» **Task brief**:
State how many lines in the records below contain the string "sofa", counting only matches with the same capitalization, and reply with the number alone.

» **Recorded information**:

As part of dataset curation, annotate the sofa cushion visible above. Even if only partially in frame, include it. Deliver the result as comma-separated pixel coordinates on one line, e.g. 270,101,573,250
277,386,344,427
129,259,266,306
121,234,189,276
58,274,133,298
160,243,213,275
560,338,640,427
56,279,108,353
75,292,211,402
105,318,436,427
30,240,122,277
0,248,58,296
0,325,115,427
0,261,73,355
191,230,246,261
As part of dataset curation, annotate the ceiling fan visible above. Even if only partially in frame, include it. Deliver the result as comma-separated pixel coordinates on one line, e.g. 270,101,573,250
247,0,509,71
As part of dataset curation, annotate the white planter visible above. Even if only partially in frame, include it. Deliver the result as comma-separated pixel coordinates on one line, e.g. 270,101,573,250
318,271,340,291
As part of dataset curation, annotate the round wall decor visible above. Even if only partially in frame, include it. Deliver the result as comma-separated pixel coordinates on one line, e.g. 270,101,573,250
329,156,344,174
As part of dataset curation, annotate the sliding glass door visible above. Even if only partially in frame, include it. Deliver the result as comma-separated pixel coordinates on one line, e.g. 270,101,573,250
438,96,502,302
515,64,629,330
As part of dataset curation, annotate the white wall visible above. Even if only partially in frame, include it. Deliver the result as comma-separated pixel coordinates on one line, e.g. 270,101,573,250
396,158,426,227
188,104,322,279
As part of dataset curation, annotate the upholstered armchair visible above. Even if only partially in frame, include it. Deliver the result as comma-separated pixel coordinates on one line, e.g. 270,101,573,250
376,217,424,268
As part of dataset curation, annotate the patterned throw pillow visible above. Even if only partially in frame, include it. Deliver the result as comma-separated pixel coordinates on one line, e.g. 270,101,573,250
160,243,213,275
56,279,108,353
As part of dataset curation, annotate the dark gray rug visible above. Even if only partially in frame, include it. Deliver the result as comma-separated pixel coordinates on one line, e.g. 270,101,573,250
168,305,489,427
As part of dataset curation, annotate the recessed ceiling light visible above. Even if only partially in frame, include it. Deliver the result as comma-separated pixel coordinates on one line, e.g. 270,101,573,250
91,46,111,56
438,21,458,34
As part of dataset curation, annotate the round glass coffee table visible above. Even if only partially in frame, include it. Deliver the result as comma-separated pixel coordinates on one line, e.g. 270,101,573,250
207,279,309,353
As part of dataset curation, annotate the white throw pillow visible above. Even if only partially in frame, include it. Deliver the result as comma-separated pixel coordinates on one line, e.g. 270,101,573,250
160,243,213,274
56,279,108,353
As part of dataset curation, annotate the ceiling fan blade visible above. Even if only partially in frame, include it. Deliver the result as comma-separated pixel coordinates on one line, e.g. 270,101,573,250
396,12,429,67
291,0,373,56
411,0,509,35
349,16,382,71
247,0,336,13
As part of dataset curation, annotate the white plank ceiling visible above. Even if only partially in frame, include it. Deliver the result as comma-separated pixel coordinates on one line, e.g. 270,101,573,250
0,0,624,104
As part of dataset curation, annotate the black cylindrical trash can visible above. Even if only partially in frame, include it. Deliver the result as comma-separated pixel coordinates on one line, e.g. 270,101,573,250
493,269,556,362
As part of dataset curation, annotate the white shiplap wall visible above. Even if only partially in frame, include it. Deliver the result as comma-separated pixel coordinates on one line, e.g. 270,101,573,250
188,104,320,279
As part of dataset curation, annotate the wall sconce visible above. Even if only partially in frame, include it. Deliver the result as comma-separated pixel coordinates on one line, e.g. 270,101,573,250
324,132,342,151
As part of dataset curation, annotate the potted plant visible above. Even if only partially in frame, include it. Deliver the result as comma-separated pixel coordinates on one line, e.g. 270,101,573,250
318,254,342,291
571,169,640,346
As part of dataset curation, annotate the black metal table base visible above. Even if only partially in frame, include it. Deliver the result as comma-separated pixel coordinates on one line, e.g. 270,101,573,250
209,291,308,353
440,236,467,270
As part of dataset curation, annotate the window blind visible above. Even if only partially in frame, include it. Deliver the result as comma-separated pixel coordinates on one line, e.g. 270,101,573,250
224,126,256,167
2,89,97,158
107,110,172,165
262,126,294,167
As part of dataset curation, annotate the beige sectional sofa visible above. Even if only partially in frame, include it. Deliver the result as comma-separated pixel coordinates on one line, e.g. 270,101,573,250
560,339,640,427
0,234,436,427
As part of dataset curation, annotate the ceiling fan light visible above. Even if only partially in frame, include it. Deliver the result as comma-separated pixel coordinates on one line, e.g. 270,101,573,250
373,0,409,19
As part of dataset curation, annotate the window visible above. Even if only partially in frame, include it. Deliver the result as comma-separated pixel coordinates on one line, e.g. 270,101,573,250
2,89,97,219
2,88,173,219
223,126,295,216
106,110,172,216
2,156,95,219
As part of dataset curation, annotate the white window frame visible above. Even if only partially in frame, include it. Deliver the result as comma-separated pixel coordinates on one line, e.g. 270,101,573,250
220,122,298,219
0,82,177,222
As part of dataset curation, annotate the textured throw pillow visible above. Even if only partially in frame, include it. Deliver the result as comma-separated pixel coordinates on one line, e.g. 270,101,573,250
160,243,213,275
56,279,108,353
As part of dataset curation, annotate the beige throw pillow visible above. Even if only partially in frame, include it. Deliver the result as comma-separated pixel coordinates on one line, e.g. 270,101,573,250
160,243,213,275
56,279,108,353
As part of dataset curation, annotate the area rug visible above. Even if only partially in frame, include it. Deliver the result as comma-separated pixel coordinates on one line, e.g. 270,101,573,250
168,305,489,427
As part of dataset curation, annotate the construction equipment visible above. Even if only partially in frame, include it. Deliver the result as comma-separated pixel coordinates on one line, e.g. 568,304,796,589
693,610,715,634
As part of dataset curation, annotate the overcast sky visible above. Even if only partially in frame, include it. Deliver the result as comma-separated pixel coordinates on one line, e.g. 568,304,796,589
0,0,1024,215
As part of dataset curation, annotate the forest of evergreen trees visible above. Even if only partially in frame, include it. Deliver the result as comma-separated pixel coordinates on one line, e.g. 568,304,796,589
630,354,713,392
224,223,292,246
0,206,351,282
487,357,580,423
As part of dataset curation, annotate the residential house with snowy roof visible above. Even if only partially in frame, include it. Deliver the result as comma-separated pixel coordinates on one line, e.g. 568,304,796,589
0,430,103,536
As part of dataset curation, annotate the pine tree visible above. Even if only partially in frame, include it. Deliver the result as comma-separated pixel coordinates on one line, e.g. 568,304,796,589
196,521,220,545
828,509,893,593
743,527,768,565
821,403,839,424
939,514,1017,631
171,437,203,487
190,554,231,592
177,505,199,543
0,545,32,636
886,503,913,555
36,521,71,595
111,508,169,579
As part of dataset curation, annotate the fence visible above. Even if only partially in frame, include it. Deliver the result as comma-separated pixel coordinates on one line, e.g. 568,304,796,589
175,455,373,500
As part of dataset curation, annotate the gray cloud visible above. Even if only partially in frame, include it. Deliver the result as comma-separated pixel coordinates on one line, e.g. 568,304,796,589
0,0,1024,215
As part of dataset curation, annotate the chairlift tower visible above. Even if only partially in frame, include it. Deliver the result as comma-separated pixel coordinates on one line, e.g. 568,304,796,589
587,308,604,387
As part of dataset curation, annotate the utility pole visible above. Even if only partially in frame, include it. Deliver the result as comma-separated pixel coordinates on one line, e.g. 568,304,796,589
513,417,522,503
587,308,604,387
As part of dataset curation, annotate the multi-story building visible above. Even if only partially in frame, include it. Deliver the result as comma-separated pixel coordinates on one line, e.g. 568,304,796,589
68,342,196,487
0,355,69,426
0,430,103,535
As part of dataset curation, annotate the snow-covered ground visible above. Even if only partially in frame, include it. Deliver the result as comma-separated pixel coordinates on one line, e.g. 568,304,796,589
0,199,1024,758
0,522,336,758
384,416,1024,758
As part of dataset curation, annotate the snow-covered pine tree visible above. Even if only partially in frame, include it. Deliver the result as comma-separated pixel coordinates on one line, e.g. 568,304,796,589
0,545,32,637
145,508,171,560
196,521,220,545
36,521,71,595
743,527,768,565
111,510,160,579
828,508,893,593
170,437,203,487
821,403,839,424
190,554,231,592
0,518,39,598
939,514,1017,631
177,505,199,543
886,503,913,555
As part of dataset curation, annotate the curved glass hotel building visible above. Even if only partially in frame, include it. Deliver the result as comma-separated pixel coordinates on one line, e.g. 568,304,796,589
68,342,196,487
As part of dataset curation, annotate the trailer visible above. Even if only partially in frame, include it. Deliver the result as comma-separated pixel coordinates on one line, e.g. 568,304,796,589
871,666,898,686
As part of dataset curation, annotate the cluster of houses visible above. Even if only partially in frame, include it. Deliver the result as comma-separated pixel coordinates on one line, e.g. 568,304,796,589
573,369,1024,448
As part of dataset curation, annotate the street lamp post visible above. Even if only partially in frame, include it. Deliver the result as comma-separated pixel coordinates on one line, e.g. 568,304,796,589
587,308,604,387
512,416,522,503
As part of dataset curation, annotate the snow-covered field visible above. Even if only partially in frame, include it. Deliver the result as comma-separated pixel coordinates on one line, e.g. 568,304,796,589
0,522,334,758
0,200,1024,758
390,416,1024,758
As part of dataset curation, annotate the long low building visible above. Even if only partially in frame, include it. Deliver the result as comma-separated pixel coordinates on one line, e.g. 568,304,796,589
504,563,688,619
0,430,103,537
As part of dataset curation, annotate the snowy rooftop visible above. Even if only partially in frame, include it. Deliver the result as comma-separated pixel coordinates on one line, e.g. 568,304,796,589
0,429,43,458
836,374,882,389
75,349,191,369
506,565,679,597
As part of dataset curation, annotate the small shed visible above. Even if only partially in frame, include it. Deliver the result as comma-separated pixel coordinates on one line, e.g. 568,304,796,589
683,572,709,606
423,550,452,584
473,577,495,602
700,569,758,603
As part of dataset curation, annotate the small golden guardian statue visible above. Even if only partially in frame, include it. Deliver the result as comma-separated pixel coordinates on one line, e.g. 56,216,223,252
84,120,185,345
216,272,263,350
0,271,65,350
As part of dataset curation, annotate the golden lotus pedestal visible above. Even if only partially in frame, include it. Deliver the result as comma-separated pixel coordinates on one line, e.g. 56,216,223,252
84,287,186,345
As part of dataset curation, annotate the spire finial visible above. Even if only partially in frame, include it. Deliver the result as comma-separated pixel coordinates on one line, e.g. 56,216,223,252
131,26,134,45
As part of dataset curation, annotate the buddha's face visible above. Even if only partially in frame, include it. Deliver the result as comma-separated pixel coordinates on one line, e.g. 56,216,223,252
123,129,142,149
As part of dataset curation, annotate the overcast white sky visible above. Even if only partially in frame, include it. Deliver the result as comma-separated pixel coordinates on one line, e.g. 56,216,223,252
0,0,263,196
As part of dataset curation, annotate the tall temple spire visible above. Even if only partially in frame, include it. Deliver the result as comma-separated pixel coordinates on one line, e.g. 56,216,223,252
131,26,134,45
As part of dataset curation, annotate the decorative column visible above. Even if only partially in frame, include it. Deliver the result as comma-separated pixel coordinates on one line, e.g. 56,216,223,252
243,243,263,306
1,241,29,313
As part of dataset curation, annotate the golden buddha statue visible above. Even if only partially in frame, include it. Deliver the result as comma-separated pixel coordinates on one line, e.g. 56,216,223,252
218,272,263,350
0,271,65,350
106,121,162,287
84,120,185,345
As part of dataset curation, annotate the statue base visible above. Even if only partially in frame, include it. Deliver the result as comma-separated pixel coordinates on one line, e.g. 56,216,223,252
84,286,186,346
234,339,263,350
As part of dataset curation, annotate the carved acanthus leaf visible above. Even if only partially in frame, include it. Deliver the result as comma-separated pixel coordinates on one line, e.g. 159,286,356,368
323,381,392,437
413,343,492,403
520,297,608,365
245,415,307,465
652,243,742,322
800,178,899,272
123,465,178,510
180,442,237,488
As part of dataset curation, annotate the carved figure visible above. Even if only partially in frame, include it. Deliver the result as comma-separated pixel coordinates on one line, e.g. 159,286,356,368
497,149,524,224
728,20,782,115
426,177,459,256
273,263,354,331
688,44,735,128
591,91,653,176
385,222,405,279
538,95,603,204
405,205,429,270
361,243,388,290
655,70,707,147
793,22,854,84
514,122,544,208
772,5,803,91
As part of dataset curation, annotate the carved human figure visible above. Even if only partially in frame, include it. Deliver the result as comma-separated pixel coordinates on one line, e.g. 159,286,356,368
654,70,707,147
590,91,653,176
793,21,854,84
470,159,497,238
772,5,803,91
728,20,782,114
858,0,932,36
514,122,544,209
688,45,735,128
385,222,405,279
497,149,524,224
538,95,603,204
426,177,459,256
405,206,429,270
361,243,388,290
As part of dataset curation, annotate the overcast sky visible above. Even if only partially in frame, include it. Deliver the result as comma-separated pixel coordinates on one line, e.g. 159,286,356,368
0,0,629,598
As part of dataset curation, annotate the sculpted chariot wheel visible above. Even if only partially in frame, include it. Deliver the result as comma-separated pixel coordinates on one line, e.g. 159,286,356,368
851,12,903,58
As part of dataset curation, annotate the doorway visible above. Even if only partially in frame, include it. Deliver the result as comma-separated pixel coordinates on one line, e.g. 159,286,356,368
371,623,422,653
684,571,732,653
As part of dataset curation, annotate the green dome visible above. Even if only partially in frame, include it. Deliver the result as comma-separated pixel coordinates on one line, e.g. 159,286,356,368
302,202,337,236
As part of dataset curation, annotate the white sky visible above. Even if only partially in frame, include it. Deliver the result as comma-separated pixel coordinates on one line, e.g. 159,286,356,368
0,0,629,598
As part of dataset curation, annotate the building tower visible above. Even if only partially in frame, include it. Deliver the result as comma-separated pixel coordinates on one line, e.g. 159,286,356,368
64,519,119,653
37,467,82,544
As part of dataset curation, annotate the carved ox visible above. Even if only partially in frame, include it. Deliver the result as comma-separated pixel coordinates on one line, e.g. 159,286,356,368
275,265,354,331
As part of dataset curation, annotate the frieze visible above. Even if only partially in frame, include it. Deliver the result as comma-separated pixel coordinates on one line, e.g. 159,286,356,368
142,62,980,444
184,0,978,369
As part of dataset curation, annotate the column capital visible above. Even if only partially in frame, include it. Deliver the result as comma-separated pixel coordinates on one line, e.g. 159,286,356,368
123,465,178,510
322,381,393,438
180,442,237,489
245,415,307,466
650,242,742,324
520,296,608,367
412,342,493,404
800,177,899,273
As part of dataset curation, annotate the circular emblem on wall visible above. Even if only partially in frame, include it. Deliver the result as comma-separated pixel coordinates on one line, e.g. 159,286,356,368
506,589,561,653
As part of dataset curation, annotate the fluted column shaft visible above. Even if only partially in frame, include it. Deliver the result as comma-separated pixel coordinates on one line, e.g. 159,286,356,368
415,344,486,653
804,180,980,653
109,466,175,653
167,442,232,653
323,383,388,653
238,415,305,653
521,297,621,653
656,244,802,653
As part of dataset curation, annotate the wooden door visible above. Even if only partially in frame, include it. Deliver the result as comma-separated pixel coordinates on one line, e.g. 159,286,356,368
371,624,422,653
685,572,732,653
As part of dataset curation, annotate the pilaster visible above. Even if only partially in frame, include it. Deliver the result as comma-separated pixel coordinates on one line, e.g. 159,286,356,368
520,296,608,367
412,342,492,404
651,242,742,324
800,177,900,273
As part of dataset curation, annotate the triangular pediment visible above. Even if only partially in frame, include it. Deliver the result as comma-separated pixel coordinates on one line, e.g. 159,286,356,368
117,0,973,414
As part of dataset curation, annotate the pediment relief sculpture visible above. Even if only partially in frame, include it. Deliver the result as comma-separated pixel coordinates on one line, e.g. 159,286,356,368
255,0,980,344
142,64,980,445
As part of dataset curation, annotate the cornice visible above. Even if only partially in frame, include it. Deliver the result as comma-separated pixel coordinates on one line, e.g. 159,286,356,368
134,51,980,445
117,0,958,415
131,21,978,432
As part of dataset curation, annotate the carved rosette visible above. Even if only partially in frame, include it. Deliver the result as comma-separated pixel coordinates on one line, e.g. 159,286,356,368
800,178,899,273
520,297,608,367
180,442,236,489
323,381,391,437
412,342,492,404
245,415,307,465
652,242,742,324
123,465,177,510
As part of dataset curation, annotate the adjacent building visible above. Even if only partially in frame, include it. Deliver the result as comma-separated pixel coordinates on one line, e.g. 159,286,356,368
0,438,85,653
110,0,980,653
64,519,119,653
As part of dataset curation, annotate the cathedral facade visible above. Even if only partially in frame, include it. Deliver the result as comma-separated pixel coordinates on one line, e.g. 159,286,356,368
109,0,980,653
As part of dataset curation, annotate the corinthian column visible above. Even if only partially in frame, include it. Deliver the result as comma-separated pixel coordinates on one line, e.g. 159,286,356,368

» **Complete response**:
2